▸ **What to do**: Copy each of the records below line for line, without a single change.

— START OF Given information —

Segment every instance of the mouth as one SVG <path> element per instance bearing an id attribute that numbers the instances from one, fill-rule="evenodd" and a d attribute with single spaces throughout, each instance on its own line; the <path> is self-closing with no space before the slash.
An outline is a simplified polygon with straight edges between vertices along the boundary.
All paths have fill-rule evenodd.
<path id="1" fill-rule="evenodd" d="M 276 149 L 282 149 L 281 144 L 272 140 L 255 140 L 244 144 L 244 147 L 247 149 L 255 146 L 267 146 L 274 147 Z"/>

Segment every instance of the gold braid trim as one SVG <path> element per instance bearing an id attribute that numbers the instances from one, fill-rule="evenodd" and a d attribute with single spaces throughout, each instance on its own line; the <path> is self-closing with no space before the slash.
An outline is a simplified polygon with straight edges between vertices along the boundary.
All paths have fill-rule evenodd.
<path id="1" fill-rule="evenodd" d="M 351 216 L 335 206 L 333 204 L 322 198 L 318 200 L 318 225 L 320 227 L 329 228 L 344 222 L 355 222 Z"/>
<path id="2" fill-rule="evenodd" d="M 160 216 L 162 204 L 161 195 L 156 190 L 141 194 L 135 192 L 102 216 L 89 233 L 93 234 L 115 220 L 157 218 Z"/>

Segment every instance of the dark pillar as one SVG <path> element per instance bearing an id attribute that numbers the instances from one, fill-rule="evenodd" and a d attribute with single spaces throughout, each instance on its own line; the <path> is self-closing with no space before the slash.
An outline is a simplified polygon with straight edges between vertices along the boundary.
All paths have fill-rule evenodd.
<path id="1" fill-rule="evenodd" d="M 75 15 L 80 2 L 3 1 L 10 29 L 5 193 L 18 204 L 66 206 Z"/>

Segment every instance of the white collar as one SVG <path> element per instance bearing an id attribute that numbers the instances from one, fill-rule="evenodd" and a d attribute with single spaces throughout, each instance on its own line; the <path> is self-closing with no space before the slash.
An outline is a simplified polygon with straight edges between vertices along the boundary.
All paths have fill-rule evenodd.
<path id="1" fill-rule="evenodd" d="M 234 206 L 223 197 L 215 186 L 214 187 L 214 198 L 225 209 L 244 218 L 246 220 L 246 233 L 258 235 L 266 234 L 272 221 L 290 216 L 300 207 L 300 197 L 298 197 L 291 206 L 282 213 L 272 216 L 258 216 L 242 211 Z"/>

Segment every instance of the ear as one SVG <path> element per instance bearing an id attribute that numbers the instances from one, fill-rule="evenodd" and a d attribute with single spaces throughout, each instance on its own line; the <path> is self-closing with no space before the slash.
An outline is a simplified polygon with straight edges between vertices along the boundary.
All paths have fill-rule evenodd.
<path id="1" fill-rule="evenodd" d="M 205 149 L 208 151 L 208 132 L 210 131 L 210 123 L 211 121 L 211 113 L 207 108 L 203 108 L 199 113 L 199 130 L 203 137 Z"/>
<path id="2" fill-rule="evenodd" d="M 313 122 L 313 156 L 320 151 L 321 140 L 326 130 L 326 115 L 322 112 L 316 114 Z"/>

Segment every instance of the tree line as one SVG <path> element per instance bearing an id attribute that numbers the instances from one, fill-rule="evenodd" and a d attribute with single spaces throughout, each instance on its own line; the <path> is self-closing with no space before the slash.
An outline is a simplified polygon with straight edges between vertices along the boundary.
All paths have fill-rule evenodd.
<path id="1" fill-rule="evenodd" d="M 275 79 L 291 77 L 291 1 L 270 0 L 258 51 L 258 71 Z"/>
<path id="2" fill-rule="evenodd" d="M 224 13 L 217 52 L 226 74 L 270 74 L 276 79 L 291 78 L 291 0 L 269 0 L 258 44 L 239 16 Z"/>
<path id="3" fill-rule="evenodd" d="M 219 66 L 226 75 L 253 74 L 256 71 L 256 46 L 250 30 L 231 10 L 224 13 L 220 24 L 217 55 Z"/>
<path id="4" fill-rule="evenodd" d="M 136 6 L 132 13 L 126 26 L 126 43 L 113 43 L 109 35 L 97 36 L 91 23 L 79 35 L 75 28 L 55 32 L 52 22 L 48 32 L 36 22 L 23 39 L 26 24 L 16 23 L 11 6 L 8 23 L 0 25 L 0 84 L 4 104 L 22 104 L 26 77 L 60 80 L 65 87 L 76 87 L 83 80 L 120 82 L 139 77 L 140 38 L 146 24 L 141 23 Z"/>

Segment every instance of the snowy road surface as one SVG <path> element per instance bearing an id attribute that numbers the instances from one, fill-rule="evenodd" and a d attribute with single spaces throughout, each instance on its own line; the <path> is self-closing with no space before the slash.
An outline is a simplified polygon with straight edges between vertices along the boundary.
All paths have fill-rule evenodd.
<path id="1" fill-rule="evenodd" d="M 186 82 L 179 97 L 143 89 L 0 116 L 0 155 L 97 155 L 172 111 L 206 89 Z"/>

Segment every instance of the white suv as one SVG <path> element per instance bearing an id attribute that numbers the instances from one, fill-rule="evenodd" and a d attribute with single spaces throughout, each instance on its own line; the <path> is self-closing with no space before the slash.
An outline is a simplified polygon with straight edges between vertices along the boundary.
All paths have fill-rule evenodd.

— END OF Given information —

▸ **Output of the exercise**:
Segment every instance of the mouth as one SVG <path> element per instance bearing an id attribute that numbers the instances from one, fill-rule="evenodd" and a d attribute with single spaces throughout, each instance on its own line; the <path> is self-closing with no space before the slash.
An outline is a simplified polygon with straight edges between vertices along the boundary.
All paths have fill-rule evenodd.
<path id="1" fill-rule="evenodd" d="M 276 149 L 282 149 L 281 144 L 272 140 L 255 140 L 244 144 L 244 147 L 247 149 L 255 146 L 267 146 L 274 147 Z"/>

Segment every instance of the gold braid trim as one SVG <path> element per instance bearing an id attribute that numbers the instances from one, fill-rule="evenodd" and a d attribute with single spaces throughout, each instance on its own line; the <path> is self-closing with no space before the slash.
An outline is a simplified polygon with straight edges between vertices along the boundary.
All paths have fill-rule evenodd.
<path id="1" fill-rule="evenodd" d="M 351 216 L 335 206 L 333 204 L 322 198 L 318 200 L 318 225 L 320 227 L 329 228 L 344 222 L 355 222 Z"/>
<path id="2" fill-rule="evenodd" d="M 160 216 L 162 204 L 161 195 L 156 190 L 141 194 L 135 192 L 102 216 L 89 233 L 93 234 L 115 220 L 157 218 Z"/>

Segment every instance of the dark pillar as one SVG <path> element per instance bearing an id attribute that numbers the instances from one, fill-rule="evenodd" and a d attribute with single spaces throughout, each instance on its own line; the <path> is self-closing with no space before the slash.
An outline is a simplified polygon with straight edges between vertices along the boundary.
All paths have fill-rule evenodd.
<path id="1" fill-rule="evenodd" d="M 75 15 L 80 2 L 3 1 L 10 29 L 5 193 L 18 204 L 66 206 Z"/>

Segment every instance of the white collar as one SVG <path> element per instance bearing an id attribute that numbers the instances from one, fill-rule="evenodd" and a d attribute with single spaces throughout, each instance on its own line; the <path> is self-closing with no space before the slash.
An outline is a simplified polygon with straight edges between vertices along the boundary.
All paths have fill-rule evenodd.
<path id="1" fill-rule="evenodd" d="M 234 206 L 223 197 L 215 186 L 214 187 L 214 198 L 225 209 L 244 218 L 246 220 L 246 233 L 258 235 L 266 234 L 272 221 L 290 216 L 300 207 L 300 197 L 298 197 L 291 206 L 282 213 L 272 216 L 258 216 L 242 211 Z"/>

Segment every instance of the ear as one SVG <path> element per instance bearing an id attribute that numbers the instances from one, fill-rule="evenodd" and a d attribute with single spaces throughout, each instance on its own line; the <path> is self-closing with no space before the slash.
An outline is a simplified polygon with straight edges between vertices along the boundary.
All paths have fill-rule evenodd.
<path id="1" fill-rule="evenodd" d="M 205 149 L 208 151 L 208 132 L 210 131 L 210 123 L 211 121 L 211 113 L 207 108 L 203 108 L 199 113 L 199 130 L 203 137 Z"/>
<path id="2" fill-rule="evenodd" d="M 313 122 L 313 156 L 320 151 L 321 140 L 326 130 L 326 115 L 322 112 L 316 114 Z"/>

Segment every instance of the tree line as one SVG <path> element per instance bearing an id attribute that numbers the instances from one, fill-rule="evenodd" and a d attribute with single spaces throughout, each instance on its own line; the <path> is self-closing with no space before the slash.
An outline is a simplified polygon with straight edges between vertices along the boundary.
All paths have fill-rule evenodd.
<path id="1" fill-rule="evenodd" d="M 275 79 L 291 77 L 291 1 L 270 0 L 258 51 L 258 71 Z"/>
<path id="2" fill-rule="evenodd" d="M 224 13 L 217 52 L 226 74 L 270 74 L 276 79 L 291 78 L 291 0 L 269 0 L 258 44 L 239 16 Z"/>
<path id="3" fill-rule="evenodd" d="M 219 66 L 226 75 L 253 74 L 256 71 L 256 46 L 250 30 L 231 10 L 224 13 L 220 24 L 217 55 Z"/>
<path id="4" fill-rule="evenodd" d="M 136 6 L 132 13 L 126 26 L 126 43 L 113 43 L 109 35 L 97 36 L 91 23 L 79 35 L 75 28 L 55 32 L 52 22 L 48 32 L 36 22 L 23 39 L 26 24 L 16 23 L 11 6 L 8 23 L 0 25 L 0 84 L 4 104 L 22 104 L 26 77 L 60 80 L 65 87 L 76 87 L 83 80 L 120 82 L 139 77 L 140 38 L 146 24 L 141 23 Z"/>

Segment every instance of the snowy road surface as one SVG <path> element per instance bearing an id attribute that numbers the instances from one, fill-rule="evenodd" and a d attribute with single spaces throughout, each instance on its own line; the <path> is self-closing with no space before the slash.
An outline is a simplified polygon with straight edges between vertices along the boundary.
All paths have fill-rule evenodd.
<path id="1" fill-rule="evenodd" d="M 186 82 L 179 97 L 143 89 L 0 116 L 0 155 L 97 155 L 172 111 L 206 89 Z"/>

Segment every instance of the white suv as one SVG <path> element per instance bearing an id attribute that numbers the instances from one, fill-rule="evenodd" and a d attribute with single spaces throughout, each instance on its own line; the <path> is self-closing with no space before the slash.
An outline is a simplified polygon with straight edges between vertices along the boundary.
All paths have fill-rule evenodd.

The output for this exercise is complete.